>> start Records to process

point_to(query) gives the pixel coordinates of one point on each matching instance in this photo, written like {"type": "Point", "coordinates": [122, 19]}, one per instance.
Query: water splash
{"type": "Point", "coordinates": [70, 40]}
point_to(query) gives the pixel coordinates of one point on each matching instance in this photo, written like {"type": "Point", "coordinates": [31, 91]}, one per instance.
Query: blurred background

>> end Records to process

**Task directions:**
Reproduce all of the entries above verbatim, without altering a single character.

**Result of this task:**
point_to(query) gives the pixel coordinates of one point on each matching instance in this photo, written like {"type": "Point", "coordinates": [122, 19]}, one per instance.
Query: water splash
{"type": "Point", "coordinates": [70, 40]}
point_to(query) gives the pixel coordinates of one point on each matching instance in this photo, written like {"type": "Point", "coordinates": [31, 91]}, one per instance.
Query: blurred background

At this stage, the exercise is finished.